→ DATASET ENTRIES
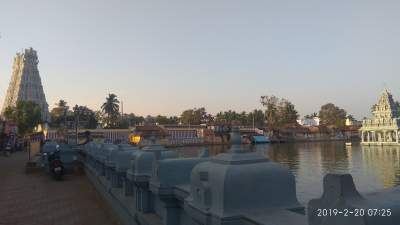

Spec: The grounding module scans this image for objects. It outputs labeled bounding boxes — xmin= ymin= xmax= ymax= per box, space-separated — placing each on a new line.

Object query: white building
xmin=345 ymin=115 xmax=362 ymax=126
xmin=297 ymin=117 xmax=320 ymax=126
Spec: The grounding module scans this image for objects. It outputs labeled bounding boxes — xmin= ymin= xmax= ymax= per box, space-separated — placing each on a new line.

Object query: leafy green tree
xmin=215 ymin=110 xmax=246 ymax=125
xmin=123 ymin=113 xmax=144 ymax=126
xmin=3 ymin=107 xmax=17 ymax=121
xmin=4 ymin=101 xmax=42 ymax=135
xmin=261 ymin=95 xmax=298 ymax=128
xmin=246 ymin=109 xmax=265 ymax=127
xmin=319 ymin=103 xmax=347 ymax=128
xmin=214 ymin=110 xmax=264 ymax=126
xmin=57 ymin=99 xmax=67 ymax=108
xmin=101 ymin=93 xmax=120 ymax=128
xmin=180 ymin=109 xmax=193 ymax=125
xmin=50 ymin=99 xmax=69 ymax=128
xmin=145 ymin=115 xmax=156 ymax=124
xmin=50 ymin=101 xmax=98 ymax=129
xmin=305 ymin=112 xmax=318 ymax=119
xmin=117 ymin=118 xmax=130 ymax=129
xmin=112 ymin=113 xmax=144 ymax=129
xmin=155 ymin=115 xmax=179 ymax=124
xmin=277 ymin=99 xmax=299 ymax=126
xmin=261 ymin=95 xmax=278 ymax=129
xmin=239 ymin=111 xmax=247 ymax=124
xmin=94 ymin=110 xmax=103 ymax=126
xmin=118 ymin=114 xmax=177 ymax=127
xmin=72 ymin=105 xmax=98 ymax=129
xmin=180 ymin=107 xmax=211 ymax=125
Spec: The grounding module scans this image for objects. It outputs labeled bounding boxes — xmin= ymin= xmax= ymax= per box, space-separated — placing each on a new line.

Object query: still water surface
xmin=172 ymin=142 xmax=400 ymax=204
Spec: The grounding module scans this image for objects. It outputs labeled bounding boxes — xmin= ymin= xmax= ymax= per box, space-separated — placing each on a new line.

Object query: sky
xmin=0 ymin=0 xmax=399 ymax=119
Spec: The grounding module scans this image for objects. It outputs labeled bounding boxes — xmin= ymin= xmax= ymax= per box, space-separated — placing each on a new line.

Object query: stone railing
xmin=80 ymin=129 xmax=400 ymax=225
xmin=362 ymin=118 xmax=400 ymax=128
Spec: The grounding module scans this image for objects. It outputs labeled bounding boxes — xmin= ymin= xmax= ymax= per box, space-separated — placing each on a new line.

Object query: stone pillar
xmin=367 ymin=132 xmax=370 ymax=142
xmin=308 ymin=173 xmax=400 ymax=225
xmin=361 ymin=131 xmax=364 ymax=142
xmin=308 ymin=174 xmax=364 ymax=225
xmin=101 ymin=164 xmax=106 ymax=176
xmin=111 ymin=171 xmax=122 ymax=188
xmin=106 ymin=167 xmax=112 ymax=180
xmin=123 ymin=179 xmax=134 ymax=196
xmin=389 ymin=131 xmax=393 ymax=142
xmin=397 ymin=130 xmax=399 ymax=143
xmin=136 ymin=188 xmax=152 ymax=213
xmin=163 ymin=201 xmax=181 ymax=225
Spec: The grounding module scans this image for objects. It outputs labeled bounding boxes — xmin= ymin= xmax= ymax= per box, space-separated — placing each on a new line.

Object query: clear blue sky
xmin=1 ymin=0 xmax=399 ymax=119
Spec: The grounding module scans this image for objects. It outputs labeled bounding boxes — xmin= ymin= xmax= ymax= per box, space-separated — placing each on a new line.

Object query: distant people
xmin=16 ymin=138 xmax=22 ymax=151
xmin=24 ymin=138 xmax=29 ymax=152
xmin=0 ymin=133 xmax=4 ymax=151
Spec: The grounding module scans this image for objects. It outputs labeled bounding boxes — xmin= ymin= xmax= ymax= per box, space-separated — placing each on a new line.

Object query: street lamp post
xmin=63 ymin=106 xmax=68 ymax=143
xmin=74 ymin=105 xmax=79 ymax=145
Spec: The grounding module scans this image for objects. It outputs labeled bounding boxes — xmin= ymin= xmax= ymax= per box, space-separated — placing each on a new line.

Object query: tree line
xmin=4 ymin=92 xmax=383 ymax=136
xmin=48 ymin=94 xmax=356 ymax=130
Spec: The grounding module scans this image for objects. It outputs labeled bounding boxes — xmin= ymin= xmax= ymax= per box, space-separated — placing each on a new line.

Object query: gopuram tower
xmin=360 ymin=89 xmax=400 ymax=145
xmin=1 ymin=48 xmax=50 ymax=121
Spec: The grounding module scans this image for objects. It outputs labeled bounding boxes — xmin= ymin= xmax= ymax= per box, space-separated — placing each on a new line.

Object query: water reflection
xmin=361 ymin=145 xmax=400 ymax=188
xmin=263 ymin=143 xmax=300 ymax=172
xmin=169 ymin=142 xmax=400 ymax=204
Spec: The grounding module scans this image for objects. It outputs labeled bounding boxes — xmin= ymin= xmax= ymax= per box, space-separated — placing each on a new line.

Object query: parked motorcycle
xmin=3 ymin=144 xmax=12 ymax=157
xmin=47 ymin=145 xmax=64 ymax=180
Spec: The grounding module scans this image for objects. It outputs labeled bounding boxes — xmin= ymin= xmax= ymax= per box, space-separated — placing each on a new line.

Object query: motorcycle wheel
xmin=52 ymin=170 xmax=64 ymax=181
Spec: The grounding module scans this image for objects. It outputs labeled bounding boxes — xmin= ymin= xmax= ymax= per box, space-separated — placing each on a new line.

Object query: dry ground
xmin=0 ymin=151 xmax=120 ymax=225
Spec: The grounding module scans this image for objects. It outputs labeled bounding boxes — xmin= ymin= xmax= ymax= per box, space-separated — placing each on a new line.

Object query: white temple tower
xmin=1 ymin=48 xmax=50 ymax=121
xmin=360 ymin=90 xmax=400 ymax=145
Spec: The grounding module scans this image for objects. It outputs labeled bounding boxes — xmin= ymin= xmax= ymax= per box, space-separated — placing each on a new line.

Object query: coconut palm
xmin=49 ymin=99 xmax=69 ymax=128
xmin=101 ymin=93 xmax=120 ymax=128
xmin=56 ymin=99 xmax=67 ymax=108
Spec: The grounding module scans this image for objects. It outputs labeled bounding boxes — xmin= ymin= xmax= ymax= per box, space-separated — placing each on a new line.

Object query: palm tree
xmin=50 ymin=99 xmax=69 ymax=128
xmin=101 ymin=93 xmax=120 ymax=128
xmin=305 ymin=112 xmax=318 ymax=119
xmin=56 ymin=99 xmax=67 ymax=108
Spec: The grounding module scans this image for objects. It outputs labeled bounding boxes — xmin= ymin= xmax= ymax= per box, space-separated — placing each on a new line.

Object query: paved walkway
xmin=0 ymin=151 xmax=120 ymax=225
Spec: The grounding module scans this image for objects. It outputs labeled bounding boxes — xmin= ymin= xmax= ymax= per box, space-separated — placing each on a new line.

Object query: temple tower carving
xmin=1 ymin=48 xmax=49 ymax=121
xmin=360 ymin=90 xmax=400 ymax=145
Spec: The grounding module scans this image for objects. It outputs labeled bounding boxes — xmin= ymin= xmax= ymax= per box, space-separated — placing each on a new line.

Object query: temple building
xmin=1 ymin=48 xmax=49 ymax=121
xmin=360 ymin=90 xmax=400 ymax=145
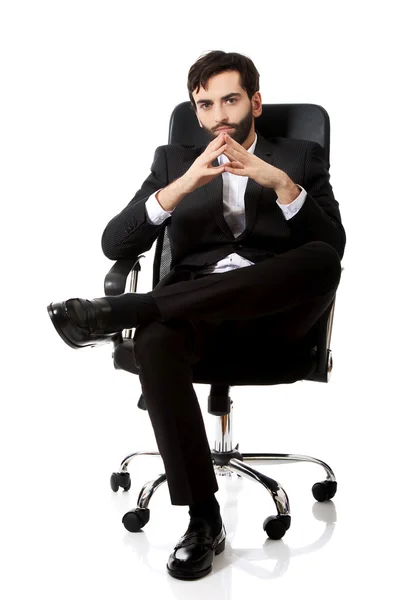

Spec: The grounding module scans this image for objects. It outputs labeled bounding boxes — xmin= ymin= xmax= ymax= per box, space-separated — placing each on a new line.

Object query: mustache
xmin=213 ymin=125 xmax=236 ymax=132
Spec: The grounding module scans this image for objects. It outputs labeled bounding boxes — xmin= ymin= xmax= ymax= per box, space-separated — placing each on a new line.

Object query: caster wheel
xmin=122 ymin=508 xmax=150 ymax=532
xmin=110 ymin=472 xmax=131 ymax=492
xmin=263 ymin=515 xmax=291 ymax=540
xmin=312 ymin=480 xmax=337 ymax=502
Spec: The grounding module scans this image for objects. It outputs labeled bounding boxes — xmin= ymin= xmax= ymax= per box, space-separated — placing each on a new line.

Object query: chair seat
xmin=113 ymin=338 xmax=317 ymax=386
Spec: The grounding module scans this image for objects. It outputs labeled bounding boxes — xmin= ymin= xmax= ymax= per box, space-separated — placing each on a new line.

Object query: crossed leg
xmin=133 ymin=242 xmax=342 ymax=506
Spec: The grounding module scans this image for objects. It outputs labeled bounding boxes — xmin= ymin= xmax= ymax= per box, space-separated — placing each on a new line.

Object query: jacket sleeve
xmin=101 ymin=146 xmax=169 ymax=259
xmin=286 ymin=142 xmax=346 ymax=259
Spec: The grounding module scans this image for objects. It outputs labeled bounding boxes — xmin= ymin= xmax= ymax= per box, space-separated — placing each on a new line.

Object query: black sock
xmin=99 ymin=293 xmax=160 ymax=330
xmin=189 ymin=495 xmax=222 ymax=533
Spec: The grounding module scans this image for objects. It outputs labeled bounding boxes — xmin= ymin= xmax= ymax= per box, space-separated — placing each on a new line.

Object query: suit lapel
xmin=242 ymin=133 xmax=275 ymax=236
xmin=204 ymin=132 xmax=276 ymax=239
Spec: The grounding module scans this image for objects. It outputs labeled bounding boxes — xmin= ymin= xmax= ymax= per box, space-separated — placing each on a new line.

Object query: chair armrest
xmin=104 ymin=255 xmax=145 ymax=296
xmin=306 ymin=299 xmax=335 ymax=383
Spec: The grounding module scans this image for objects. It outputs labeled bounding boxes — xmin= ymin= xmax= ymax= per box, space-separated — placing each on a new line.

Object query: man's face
xmin=192 ymin=70 xmax=261 ymax=146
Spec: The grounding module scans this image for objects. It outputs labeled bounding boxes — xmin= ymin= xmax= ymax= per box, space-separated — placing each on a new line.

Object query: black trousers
xmin=133 ymin=242 xmax=342 ymax=506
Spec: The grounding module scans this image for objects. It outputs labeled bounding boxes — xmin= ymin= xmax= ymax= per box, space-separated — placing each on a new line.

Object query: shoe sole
xmin=166 ymin=537 xmax=225 ymax=580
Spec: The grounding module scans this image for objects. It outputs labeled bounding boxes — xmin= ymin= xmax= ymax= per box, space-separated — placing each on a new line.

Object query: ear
xmin=252 ymin=92 xmax=262 ymax=118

→ EXERCISE GOAL
Reprint exactly, and only, the lines running from the one containing "Object query: shoe sole" through the last line of the listing above.

→ ANSWER TO THIS PROBLEM
Object query: shoe sole
xmin=166 ymin=537 xmax=225 ymax=580
Spec: The grounding module scans this image for objects. It outputs labeled bounding boxes — xmin= ymin= xmax= ymax= per box, space-separated — placing each on a new line.

Object query: ear
xmin=252 ymin=92 xmax=262 ymax=118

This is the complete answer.